[Object pointing dataset rows]
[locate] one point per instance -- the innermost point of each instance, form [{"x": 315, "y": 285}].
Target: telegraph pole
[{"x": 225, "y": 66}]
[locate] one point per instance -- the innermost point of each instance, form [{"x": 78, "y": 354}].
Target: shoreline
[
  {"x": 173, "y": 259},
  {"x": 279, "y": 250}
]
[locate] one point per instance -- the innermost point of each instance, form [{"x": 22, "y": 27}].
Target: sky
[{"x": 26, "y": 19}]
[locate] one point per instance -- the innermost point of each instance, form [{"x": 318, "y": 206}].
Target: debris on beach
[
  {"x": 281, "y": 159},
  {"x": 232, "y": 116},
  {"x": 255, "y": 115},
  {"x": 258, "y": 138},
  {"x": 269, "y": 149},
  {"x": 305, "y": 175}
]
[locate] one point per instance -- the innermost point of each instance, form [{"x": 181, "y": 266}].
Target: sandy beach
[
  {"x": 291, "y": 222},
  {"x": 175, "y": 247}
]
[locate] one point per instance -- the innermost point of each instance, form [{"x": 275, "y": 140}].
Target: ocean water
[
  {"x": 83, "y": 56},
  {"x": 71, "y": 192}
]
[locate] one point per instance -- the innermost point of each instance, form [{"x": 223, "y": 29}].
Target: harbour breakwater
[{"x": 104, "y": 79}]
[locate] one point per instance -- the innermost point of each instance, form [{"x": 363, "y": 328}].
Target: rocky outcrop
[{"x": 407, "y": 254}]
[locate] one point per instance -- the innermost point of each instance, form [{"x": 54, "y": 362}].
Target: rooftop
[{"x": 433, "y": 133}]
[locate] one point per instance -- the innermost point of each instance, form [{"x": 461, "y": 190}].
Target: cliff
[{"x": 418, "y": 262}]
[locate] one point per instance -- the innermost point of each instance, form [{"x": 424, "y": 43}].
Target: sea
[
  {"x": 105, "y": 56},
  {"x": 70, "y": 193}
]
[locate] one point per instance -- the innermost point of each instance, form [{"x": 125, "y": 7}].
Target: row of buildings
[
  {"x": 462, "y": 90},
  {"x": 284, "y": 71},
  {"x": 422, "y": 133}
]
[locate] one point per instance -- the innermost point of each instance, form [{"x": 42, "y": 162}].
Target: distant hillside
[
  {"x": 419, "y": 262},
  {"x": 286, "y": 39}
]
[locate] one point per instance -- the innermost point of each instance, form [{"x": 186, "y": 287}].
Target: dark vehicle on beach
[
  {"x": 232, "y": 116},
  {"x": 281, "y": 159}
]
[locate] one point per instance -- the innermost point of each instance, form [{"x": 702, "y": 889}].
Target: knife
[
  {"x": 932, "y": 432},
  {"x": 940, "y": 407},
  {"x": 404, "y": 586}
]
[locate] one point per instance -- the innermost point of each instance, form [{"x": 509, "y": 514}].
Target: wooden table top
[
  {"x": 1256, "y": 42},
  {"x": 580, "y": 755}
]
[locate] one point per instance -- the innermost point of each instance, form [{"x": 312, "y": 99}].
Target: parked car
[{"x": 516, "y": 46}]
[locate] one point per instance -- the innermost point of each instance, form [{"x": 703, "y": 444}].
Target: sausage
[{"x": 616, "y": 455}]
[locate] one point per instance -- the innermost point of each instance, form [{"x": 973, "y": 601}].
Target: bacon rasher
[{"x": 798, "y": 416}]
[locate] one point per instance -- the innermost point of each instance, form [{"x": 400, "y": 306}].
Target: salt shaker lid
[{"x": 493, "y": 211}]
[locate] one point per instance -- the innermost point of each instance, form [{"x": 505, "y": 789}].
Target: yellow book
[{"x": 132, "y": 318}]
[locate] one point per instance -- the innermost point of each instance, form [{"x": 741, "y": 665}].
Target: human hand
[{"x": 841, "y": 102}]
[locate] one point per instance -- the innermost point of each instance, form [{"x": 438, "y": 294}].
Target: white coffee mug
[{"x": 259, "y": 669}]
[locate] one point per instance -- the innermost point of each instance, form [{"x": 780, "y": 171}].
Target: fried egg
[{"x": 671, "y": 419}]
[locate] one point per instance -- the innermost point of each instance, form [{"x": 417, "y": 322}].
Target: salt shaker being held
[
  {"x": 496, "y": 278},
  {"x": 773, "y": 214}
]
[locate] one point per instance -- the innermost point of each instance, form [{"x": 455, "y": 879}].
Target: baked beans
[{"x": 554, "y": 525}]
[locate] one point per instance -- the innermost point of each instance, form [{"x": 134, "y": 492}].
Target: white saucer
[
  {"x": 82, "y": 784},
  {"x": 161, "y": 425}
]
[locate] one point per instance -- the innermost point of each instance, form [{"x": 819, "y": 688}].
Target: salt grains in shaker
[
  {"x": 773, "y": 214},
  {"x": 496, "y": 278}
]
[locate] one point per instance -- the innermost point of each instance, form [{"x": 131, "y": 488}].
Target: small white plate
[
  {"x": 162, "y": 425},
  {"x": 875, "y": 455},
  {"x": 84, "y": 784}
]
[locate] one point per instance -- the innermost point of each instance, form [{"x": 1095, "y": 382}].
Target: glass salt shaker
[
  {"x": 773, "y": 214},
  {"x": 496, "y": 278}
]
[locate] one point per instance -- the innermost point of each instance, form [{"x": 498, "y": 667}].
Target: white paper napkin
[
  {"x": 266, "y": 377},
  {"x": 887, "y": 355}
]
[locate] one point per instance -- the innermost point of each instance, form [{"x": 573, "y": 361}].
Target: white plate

> _Task prompt_:
Which lines in the rows above contain the word "white"? Pick out and copy each one, treating uppercase and lowercase as different.

> _Written response_:
Target: white coffee mug
Target: white saucer
Target: small white plate
Target: white paper napkin
Target: white plate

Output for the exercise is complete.